Stored records:
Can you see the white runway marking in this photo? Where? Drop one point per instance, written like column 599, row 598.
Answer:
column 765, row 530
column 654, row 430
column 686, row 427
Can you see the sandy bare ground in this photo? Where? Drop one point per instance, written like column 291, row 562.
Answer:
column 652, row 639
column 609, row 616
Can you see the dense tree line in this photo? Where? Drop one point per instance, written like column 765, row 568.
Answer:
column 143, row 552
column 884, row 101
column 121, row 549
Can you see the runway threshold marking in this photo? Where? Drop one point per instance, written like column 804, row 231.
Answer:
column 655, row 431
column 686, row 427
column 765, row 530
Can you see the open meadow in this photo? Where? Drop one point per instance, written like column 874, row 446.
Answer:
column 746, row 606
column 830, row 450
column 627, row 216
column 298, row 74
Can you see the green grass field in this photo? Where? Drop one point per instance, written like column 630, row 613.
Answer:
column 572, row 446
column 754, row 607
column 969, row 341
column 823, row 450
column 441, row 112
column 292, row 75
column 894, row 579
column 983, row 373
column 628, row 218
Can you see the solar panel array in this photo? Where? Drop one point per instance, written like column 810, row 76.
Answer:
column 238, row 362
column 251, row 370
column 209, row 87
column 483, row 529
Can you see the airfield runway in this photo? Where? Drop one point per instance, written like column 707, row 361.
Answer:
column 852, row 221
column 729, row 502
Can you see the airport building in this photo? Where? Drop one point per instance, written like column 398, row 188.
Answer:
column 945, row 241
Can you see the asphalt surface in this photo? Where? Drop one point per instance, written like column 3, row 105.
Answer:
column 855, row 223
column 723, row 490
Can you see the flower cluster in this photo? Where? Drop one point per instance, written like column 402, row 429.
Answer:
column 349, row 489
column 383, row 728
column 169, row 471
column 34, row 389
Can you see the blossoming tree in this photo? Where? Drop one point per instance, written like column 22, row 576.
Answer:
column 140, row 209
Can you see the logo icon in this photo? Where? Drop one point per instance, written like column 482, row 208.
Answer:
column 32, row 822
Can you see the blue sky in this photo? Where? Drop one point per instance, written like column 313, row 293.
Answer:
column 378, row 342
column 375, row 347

### OBJECTIVE
Update the records that begin at the line containing "Can you see the flower" and stop after the line containing "column 32, row 822". Replace "Drop one point per instance" with "Mark one point per instance" and keep everything else unchanged.

### PROBLEM SOLUTION
Can you see the flower cluster in this photo? Where? Mark one point per instance, written like column 402, row 429.
Answer:
column 349, row 489
column 383, row 728
column 169, row 471
column 34, row 389
Can you see the blossoming tree in this photo? Where? Mark one point per instance, written like column 22, row 576.
Answer:
column 140, row 209
Can you see the logo icon in this photo? Where? Mark one point per instance, written like column 482, row 208.
Answer:
column 32, row 822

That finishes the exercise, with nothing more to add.